REQUIRED ACTIONS:
1. In the excerpt about the Real Players videos, how much did a documentary filmmaker say he would charge per episode?
2. Translate this sentence from the excerpt about the Real Players videos into Spanish: "Long before they picked up scissors or bought video equipment they could neither afford nor operate, Harper and Davis were listeners."
3. Please extend the excerpt about the Real Players videos past its final sentence.

The Real Players videos, which have generated 2.5 million views on YouTube, Facebook and Twitter, cover just about every aspect of racetrack life. But a prominent theme of the Real Players is the important but ever-diminishing role of African Americans in a sport they helped put on the map.
Harper and Davis, who are Black, are barbers from near Saratoga Springs, N.Y., who have been around horses and horseplayers most of their lives. For them, Real Players isn’t a gamble so much as an act of faith.
“When you create something you’re passionate about, the money ain’t going to miss you — it’ll come,” Harper said.
Most afternoons, Harper and Davis cut hair at their shop, Boss Builders & Outreach Barbershop in Schenectady. As its name, continuous traffic and constantly humming clippers suggest, Boss Builders is part incubator and part neighborhood center for the next generation of entrepreneurs shaping hair or making videos.
Long before they picked up scissors or bought video equipment they could neither afford nor operate, Harper and Davis were listeners.
Jockey Javier Castellano and horse owners like former New York Giants coach Bill Parcells and Florida Panthers owner Vincent Viola sat in their chairs and talked racing with a colorful cast of gamblers. At Boss Builders, billionaires and racetrack grooms, send-it-all-in horseplayers and $2 railbirds were all equal and united because they shared the language of fast horses.
Davis, who grew up in Long Island and whose stepfather worked for storied trainers such as Roger Laurin, got an education in all things horses as a boy coming of age on the backside of Belmont Park.
“It was a wonderful thing growing up loving horse racing, cutting through the fence each morning,” Davis, 50, said. “I’d shoot pool in the rec center with the grooms that rubbed champions.”
For Harper, a Brooklynite who had never been to a racetrack, the “got the horse right here” cross talk he heard in the shop was a revelation. He is an idea man who has expanded Boss Builders by cutting hair at retirement centers and setting up barber chairs trackside at Saratoga for those not wanting to venture too far from the action.
“We had all these guys in our chairs, and all we needed was someone to film and capture their passion,” Harper, 45, said.
When a documentary filmmaker said he would charge $1,200 an episode, Harper went down YouTube rabbit holes learning how to buy and use camera equipment. After spending $13,000, they were in business. Sort of.

ENTRIES PROVIDED:
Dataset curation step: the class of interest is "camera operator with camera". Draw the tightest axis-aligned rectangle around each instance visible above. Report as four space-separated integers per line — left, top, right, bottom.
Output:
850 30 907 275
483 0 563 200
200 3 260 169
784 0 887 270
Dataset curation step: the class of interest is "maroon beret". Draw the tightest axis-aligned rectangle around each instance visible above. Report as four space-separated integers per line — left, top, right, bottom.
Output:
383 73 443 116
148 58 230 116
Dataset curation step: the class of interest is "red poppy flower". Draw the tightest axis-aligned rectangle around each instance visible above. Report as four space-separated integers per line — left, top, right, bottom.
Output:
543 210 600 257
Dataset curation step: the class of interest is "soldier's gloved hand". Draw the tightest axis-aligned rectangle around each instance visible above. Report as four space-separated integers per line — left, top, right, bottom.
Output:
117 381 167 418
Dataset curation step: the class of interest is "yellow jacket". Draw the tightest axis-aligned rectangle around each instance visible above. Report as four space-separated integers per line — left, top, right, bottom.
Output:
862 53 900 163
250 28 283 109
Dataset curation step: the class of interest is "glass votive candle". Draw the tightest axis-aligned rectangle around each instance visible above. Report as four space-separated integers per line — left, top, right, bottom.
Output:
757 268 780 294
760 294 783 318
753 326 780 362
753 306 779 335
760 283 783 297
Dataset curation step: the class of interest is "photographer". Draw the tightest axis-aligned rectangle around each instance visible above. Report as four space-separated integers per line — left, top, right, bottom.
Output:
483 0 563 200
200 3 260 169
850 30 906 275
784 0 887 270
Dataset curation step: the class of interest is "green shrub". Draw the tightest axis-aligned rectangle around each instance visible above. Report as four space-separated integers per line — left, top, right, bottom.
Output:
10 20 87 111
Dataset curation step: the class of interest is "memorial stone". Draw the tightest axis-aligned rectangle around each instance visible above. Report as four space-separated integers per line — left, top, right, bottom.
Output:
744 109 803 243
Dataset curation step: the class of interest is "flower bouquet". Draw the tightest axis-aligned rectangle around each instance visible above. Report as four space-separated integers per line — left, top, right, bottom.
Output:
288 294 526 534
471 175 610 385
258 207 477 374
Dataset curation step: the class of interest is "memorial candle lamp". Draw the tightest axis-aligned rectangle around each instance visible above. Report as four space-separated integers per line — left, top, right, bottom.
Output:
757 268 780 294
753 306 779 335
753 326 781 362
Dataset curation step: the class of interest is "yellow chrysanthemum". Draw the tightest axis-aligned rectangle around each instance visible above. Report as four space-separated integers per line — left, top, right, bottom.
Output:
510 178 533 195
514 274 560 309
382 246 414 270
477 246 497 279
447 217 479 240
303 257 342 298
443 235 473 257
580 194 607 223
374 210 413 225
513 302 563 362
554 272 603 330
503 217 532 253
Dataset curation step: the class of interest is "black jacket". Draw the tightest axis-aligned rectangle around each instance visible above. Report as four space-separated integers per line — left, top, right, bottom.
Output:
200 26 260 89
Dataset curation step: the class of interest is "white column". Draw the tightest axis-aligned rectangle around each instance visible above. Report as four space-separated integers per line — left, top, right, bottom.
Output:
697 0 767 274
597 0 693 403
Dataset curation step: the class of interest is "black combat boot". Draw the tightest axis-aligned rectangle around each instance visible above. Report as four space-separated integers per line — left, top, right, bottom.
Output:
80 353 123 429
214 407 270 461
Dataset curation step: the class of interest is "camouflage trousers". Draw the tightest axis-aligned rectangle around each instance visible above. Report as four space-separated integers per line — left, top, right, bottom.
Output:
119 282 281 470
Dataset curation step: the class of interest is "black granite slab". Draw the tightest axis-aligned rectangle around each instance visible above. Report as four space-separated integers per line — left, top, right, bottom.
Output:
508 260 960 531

ANSWERS TO THE EXERCISE:
1. $1,200 an episode.

2. Mucho antes de tomar unas tijeras o de comprar equipo de video que no podían ni costear ni manejar, Harper y Davis eran oyentes.

3.
They posted their early video interviews on Facebook, attracting just a handful of views. The absence of a critical audience, or really any audience, allowed Harper and Davis to get comfortable with their filmmaking technique.
“I look back at some of our early stuff, and the frame’s out of focus and the camera’s jiggling,” said Harper, the cameraman.
But in time, their interview style — TMZ ambush meets speed-dating questions — drew endearingly candid responses from the people Davis calls the “real racetrack royalty”: the men and women who walk, rub and care for thoroughbreds that are worth more than their handlers may ever earn in a lifetime.
In the media and the public mind, the success of iconic horses like the 1974 Kentucky Derby winner Cannonade and the 1982 Belmont Stakes champ Conquistador Cielo owes to the brilliance of the Hall of Fame trainer Woody Stephens. But in the Real Players videos, those victories turn more on the everyday care showered on them by Harold Hardy, a Jamaican groom known at New York tracks as Toumaine.
In a lilting patois, Toumaine name-checks turf titans — both equine and human — he has either rubbed or rubbed shoulders with. The champion stallion Danzig was all class, he says, as was Marylou Whitney, who spent her time and family fortune making the Spa City the summer place to be for horse people.
“All I have in life is racing,” Toumaine said.
Leroy Ross, behind clouds of cigar smoke, told the Real Players how run-ins with the police in his native South Carolina — “I was on the street, stealing” — redirected him to a productive life on the backside. Known today as Big Ross, he got a job with Stephens in the 1960s and celebrated the Kentucky Derby victories of Strike the Gold and Go for Gin in the 1990s.
Yes, Big Ross conceded, horse life can be a grind.
“All you got to do is keep thinking, you got to eat,’’ he said. “And if you don’t get up and do it, somebody else will.”
Edmund Pringle has been on the racetrack for more than a half-century, too, rising through the ranks from hot-walker, groom, barn foreman and assistant trainer. For 22 years he’s been on his own as a trainer, winning a modest 42 races for purse earnings of more than $2 million.
He cannot imagine another or a better life.
“What’s your favorite moment?” Harper asked.
“Every day is my favorite moment — I love doing this,” Pringle said. “I don’t win that many races, but I keep trying.”
Interviewing longtime hands like Hardy, Ross and Pringle is the Real Players’ way of highlighting Black men and women’s long but slowly vanishing history in the sport.
An African American jockey, Oliver Lewis, won the inaugural running of the Kentucky Derby, in 1875, aboard Aristides, who was trained by Ansel Williamson, who had been born into slavery. In the years after the Civil War, Black jockeys dominated horse racing, winning 15 of the first 28 Kentucky Derbies and becoming celebrities much like today’s N.B.A. stars.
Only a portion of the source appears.